Exercise goal: Pick out every line in the rows below that contains the word "brick", and copy each of those lines.

Excerpted data:
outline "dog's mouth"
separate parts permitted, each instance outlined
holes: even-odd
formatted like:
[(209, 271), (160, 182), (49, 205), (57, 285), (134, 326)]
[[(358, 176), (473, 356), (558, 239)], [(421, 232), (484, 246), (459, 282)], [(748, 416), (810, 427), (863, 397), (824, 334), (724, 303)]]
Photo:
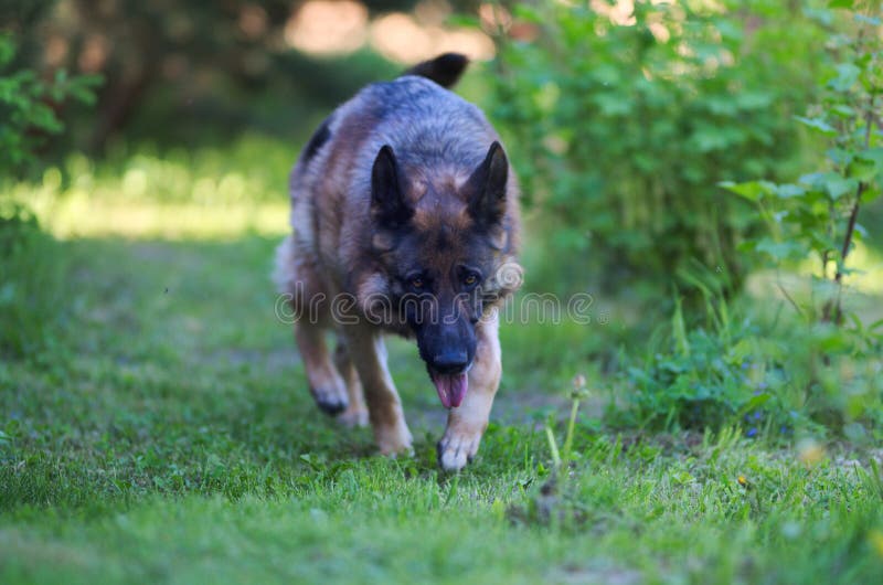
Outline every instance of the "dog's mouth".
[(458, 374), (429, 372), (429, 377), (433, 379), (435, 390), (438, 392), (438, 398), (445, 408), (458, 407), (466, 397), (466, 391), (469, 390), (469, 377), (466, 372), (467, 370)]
==
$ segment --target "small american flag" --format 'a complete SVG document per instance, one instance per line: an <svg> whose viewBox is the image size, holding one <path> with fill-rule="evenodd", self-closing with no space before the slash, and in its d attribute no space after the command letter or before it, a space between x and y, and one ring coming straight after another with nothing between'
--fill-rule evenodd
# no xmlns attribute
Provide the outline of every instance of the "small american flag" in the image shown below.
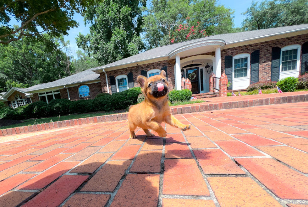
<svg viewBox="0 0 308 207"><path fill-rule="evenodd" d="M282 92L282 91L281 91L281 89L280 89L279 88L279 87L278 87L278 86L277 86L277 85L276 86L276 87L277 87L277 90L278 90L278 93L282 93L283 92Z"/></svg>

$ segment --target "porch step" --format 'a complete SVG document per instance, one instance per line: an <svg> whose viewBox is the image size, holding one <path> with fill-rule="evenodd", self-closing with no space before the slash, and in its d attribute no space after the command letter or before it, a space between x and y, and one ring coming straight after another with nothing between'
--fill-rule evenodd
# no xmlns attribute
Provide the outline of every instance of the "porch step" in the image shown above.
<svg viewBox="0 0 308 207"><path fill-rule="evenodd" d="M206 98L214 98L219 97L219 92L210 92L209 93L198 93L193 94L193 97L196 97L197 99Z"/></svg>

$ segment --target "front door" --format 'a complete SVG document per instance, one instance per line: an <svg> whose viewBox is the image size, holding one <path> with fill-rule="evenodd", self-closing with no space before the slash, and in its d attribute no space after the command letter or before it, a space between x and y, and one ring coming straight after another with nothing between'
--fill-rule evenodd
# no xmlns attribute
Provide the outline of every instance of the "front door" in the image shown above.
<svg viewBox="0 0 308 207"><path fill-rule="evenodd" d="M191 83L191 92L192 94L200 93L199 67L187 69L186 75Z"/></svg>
==
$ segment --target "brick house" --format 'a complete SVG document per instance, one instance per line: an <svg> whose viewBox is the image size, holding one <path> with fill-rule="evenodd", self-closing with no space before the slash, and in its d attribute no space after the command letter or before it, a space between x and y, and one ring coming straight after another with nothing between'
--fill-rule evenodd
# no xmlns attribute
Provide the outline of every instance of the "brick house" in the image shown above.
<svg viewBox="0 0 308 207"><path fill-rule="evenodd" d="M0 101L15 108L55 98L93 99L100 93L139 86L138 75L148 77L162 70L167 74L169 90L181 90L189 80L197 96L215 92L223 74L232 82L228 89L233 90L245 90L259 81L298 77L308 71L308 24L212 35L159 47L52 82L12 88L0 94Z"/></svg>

Solution to this task:
$ segment --target "brick house" --format 'a complete SVG document per instance, one instance per line: an <svg> whose viewBox is the image size, holding one <path> with fill-rule="evenodd", self-closing with no space before the slash, and in its d attribute no space after the command letter or before it, a space between x and y, and one ring coming straight after another with nothing between'
Provide the outline of every instance of the "brick house" in the image shown above.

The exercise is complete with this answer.